Count how many lines in the records below contain the string "bottom", with case counting, and report only that number.

# DATASET EXCERPTS
"""
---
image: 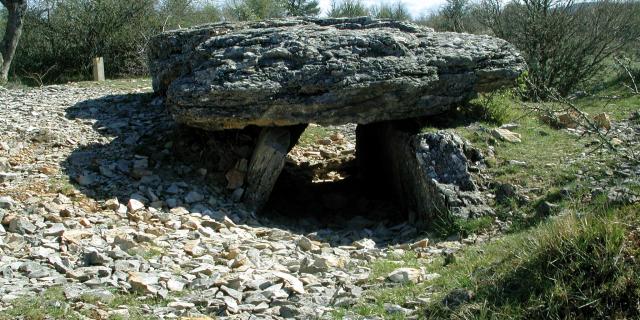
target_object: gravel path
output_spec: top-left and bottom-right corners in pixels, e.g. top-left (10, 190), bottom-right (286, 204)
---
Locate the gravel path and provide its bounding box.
top-left (0, 85), bottom-right (470, 319)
"""
# PROBLEM SOLUTION
2